Put every line of the rows below into a numbered list, skipping blank lines and leaving the pictures out.
-------- Provided material --------
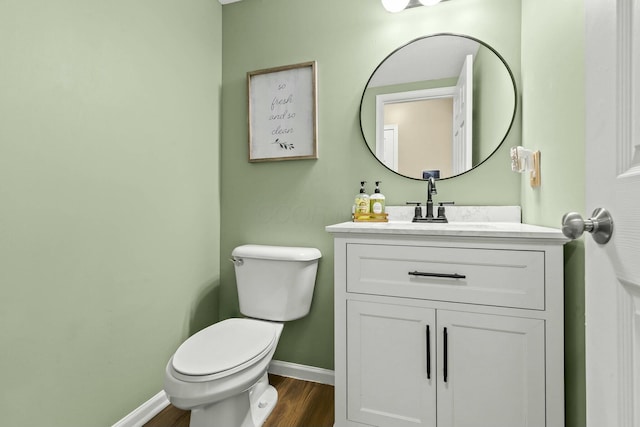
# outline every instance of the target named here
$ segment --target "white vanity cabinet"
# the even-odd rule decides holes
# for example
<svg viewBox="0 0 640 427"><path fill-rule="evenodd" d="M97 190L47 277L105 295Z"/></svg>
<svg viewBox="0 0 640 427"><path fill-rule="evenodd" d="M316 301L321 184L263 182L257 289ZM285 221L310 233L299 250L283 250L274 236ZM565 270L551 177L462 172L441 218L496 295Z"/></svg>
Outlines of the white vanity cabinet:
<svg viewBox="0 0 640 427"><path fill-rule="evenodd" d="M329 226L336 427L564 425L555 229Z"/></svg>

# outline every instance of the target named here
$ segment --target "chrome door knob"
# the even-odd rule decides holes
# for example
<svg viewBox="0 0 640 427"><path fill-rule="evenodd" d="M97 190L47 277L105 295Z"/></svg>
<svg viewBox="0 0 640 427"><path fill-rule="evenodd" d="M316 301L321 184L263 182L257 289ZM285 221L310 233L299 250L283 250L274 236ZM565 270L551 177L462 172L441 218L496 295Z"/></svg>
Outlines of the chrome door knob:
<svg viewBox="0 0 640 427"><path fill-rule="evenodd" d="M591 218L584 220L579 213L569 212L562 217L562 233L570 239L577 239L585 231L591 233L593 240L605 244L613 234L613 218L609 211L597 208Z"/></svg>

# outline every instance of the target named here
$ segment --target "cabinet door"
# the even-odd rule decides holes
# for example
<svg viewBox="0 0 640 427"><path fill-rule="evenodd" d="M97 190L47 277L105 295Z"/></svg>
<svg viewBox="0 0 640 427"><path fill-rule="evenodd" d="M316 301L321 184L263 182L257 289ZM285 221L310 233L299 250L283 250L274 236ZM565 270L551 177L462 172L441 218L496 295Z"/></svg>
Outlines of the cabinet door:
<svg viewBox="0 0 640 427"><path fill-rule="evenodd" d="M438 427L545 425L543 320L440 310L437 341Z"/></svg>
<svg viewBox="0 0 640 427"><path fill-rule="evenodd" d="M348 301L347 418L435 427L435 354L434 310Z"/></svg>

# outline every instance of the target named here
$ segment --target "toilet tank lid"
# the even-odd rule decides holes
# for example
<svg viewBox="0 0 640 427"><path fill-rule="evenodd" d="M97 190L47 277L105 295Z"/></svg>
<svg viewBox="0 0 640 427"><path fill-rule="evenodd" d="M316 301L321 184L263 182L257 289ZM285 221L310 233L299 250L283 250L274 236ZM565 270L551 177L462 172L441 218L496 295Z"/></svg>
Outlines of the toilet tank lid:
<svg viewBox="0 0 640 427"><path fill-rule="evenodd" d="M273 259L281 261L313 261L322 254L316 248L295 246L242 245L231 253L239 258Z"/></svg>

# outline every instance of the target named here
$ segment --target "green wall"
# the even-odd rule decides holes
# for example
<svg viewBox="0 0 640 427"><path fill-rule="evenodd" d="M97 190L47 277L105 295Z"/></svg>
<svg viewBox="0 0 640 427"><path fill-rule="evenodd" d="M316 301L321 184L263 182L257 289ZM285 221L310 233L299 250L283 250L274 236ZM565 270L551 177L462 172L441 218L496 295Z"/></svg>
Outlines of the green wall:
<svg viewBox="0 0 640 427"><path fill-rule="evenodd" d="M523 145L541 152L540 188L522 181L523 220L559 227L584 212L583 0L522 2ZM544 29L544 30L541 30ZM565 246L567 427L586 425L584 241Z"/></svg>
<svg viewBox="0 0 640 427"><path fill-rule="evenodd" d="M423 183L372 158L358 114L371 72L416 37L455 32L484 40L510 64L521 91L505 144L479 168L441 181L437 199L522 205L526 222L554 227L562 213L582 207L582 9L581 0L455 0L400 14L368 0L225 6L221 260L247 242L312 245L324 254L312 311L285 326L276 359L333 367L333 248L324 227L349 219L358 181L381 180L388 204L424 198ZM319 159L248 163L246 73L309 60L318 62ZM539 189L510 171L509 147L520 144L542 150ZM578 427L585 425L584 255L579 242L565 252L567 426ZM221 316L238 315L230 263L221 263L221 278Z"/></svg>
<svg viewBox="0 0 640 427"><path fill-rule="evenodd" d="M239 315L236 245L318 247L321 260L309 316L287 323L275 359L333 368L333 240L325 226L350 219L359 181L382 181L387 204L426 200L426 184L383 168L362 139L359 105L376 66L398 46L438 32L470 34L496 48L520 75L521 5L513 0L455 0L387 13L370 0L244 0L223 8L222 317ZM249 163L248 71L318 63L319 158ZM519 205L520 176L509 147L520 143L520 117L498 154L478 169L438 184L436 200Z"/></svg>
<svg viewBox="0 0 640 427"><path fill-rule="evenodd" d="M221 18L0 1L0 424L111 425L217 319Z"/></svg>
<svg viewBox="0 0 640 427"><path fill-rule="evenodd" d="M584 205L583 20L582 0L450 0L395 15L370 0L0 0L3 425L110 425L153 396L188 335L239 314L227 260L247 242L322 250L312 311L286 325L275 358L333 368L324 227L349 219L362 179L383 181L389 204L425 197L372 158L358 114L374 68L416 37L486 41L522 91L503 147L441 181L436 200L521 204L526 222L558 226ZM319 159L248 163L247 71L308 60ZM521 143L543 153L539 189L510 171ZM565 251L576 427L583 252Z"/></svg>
--------
== Correct result ==
1. # outline every instance of the target named here
2. $ segment --target "white vanity cabinet"
3. # the even-odd rule decides holes
4. # for example
5. <svg viewBox="0 0 640 427"><path fill-rule="evenodd" d="M97 190L47 277L105 295Z"/></svg>
6. <svg viewBox="0 0 640 427"><path fill-rule="evenodd" d="M316 301L321 184L263 182L257 289ZM285 221L310 233L299 250L283 250L274 236ZM565 270L551 177L462 172L441 218L496 295Z"/></svg>
7. Outlines of the white vanity cabinet:
8. <svg viewBox="0 0 640 427"><path fill-rule="evenodd" d="M329 226L336 427L564 425L555 229Z"/></svg>
9. # outline every instance of the target named here
10. $ segment --target "chrome door knob"
11. # the even-odd rule decides holes
12. # for example
13. <svg viewBox="0 0 640 427"><path fill-rule="evenodd" d="M97 190L47 277L105 295Z"/></svg>
14. <svg viewBox="0 0 640 427"><path fill-rule="evenodd" d="M316 301L321 184L263 182L257 289ZM285 221L310 233L299 250L283 250L274 236ZM565 270L551 177L462 172L441 218L496 295Z"/></svg>
15. Outlines of the chrome door knob:
16. <svg viewBox="0 0 640 427"><path fill-rule="evenodd" d="M591 218L584 220L579 213L569 212L562 217L562 233L570 239L577 239L585 231L591 233L593 240L605 244L613 234L613 218L609 211L597 208Z"/></svg>
17. # outline every instance of the target named here
18. $ segment --target "cabinet door"
19. # the even-odd rule decides holes
20. # for example
21. <svg viewBox="0 0 640 427"><path fill-rule="evenodd" d="M97 190L47 277L105 295Z"/></svg>
22. <svg viewBox="0 0 640 427"><path fill-rule="evenodd" d="M316 301L321 184L263 182L257 289ZM285 221L310 233L299 250L283 250L274 236ZM565 270L551 177L462 172L441 218L496 295Z"/></svg>
23. Outlines of the cabinet door:
24. <svg viewBox="0 0 640 427"><path fill-rule="evenodd" d="M438 427L545 425L543 320L440 310L437 341Z"/></svg>
25. <svg viewBox="0 0 640 427"><path fill-rule="evenodd" d="M348 301L347 418L435 427L435 354L434 310Z"/></svg>
26. # outline every instance of the target named here
27. $ segment --target "toilet tank lid"
28. # the even-odd rule decides holes
29. # for example
30. <svg viewBox="0 0 640 427"><path fill-rule="evenodd" d="M97 190L47 277L105 295Z"/></svg>
31. <svg viewBox="0 0 640 427"><path fill-rule="evenodd" d="M316 301L321 184L263 182L257 289ZM285 221L310 233L299 250L283 250L274 236ZM565 270L551 177L462 172L441 218L496 295Z"/></svg>
32. Outlines of the toilet tank lid:
33. <svg viewBox="0 0 640 427"><path fill-rule="evenodd" d="M273 259L281 261L313 261L322 254L316 248L295 246L242 245L231 253L239 258Z"/></svg>
34. # outline every instance of the target named here
35. $ segment --target "green wall"
36. # the even-odd rule decides holes
37. # for example
38. <svg viewBox="0 0 640 427"><path fill-rule="evenodd" d="M97 190L47 277L105 295Z"/></svg>
39. <svg viewBox="0 0 640 427"><path fill-rule="evenodd" d="M316 301L321 184L263 182L257 289ZM285 221L310 233L299 250L283 250L274 236ZM565 270L551 177L462 172L441 218L496 295Z"/></svg>
40. Outlines of the green wall:
41. <svg viewBox="0 0 640 427"><path fill-rule="evenodd" d="M523 145L541 152L540 188L522 181L523 220L559 227L584 212L583 0L522 2ZM544 29L544 30L541 30ZM565 246L567 427L586 425L584 241Z"/></svg>
42. <svg viewBox="0 0 640 427"><path fill-rule="evenodd" d="M423 183L372 158L358 114L371 72L416 37L455 32L484 40L510 64L521 91L505 144L479 168L441 181L437 199L522 205L526 222L554 227L562 213L582 207L582 9L581 0L455 0L400 14L368 0L225 6L221 260L247 242L312 245L324 254L312 311L285 326L276 359L333 367L333 248L324 227L349 219L358 181L381 180L388 204L424 198ZM319 159L248 163L246 73L309 60L318 62ZM539 189L510 171L509 147L520 144L542 150ZM578 427L585 425L584 255L579 242L565 252L567 426ZM221 316L238 315L230 263L221 263L221 278Z"/></svg>
43. <svg viewBox="0 0 640 427"><path fill-rule="evenodd" d="M239 315L236 245L318 247L321 260L309 316L287 323L275 359L333 368L333 240L325 226L350 219L359 181L382 181L387 204L426 200L426 184L383 168L362 139L359 105L376 66L398 46L438 32L470 34L496 48L520 75L521 5L513 0L455 0L387 13L370 0L244 0L223 8L222 317ZM249 163L248 71L318 63L319 158ZM519 205L520 176L509 147L520 143L520 117L498 154L478 169L438 184L436 200Z"/></svg>
44. <svg viewBox="0 0 640 427"><path fill-rule="evenodd" d="M221 18L0 1L0 424L111 425L217 319Z"/></svg>
45. <svg viewBox="0 0 640 427"><path fill-rule="evenodd" d="M584 205L583 20L582 0L450 0L395 15L370 0L0 0L3 425L110 425L153 396L188 335L239 314L227 260L247 242L322 250L312 311L286 325L275 358L333 368L324 227L349 219L362 179L383 181L389 204L425 197L372 158L358 114L374 68L416 37L486 41L522 91L503 147L441 181L436 200L521 204L526 222L558 226ZM319 159L248 163L247 71L308 60ZM521 143L543 153L539 189L510 171ZM565 251L576 427L583 252Z"/></svg>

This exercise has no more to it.